● What needs to be done:
Copy the lines below word for word, beginning at the line that contains "Task: produce, for" and ending after the line that contains "positive clicks: (383, 184)".

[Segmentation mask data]
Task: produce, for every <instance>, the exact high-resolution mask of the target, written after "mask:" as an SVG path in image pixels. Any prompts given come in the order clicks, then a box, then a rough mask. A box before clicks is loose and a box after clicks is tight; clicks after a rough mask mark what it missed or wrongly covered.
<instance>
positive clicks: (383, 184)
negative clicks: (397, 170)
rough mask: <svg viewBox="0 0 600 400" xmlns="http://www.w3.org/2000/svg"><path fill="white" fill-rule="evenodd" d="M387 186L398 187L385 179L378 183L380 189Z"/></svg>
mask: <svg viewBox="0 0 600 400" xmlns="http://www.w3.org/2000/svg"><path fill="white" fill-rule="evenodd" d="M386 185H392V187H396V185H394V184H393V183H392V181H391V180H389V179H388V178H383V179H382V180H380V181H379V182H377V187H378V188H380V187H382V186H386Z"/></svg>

==

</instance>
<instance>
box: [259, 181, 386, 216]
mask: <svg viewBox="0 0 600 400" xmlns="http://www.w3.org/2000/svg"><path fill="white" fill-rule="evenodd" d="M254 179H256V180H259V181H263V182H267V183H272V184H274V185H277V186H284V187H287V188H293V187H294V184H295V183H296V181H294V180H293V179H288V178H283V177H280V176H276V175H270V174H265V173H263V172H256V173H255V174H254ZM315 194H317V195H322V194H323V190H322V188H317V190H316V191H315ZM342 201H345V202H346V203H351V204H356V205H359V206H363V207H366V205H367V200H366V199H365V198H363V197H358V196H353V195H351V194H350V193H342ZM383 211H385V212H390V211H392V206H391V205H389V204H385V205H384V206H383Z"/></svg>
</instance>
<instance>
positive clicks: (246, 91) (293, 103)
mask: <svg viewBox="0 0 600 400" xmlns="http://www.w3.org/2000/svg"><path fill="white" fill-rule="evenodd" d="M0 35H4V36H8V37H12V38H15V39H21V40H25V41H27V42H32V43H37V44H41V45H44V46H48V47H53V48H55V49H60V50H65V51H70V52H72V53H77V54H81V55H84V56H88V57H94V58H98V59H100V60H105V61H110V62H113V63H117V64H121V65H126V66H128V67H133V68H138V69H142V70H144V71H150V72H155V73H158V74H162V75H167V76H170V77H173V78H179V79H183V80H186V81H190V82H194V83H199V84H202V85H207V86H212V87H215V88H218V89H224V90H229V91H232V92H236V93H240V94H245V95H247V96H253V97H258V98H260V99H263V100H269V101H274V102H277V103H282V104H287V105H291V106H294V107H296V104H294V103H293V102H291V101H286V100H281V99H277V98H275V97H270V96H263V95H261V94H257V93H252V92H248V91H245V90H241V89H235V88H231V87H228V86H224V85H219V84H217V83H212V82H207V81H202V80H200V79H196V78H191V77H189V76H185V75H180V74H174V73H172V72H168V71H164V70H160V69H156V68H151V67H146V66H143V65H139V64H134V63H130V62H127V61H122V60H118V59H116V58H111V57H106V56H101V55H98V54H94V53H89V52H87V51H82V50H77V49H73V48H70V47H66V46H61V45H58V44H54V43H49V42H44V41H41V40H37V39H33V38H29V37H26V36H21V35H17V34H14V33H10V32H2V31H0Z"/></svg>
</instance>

● Expected answer:
Task: produce, for every <instance>, the exact high-resolution mask of the target, written after "mask:" as an SVG path in image pixels. Any prompts given come in the order clicks, then a box, then a rough mask. A box before clicks is loose and a box after clicks is tight; clicks after a rough mask mark what it missed or wrongly covered.
<instance>
positive clicks: (383, 184)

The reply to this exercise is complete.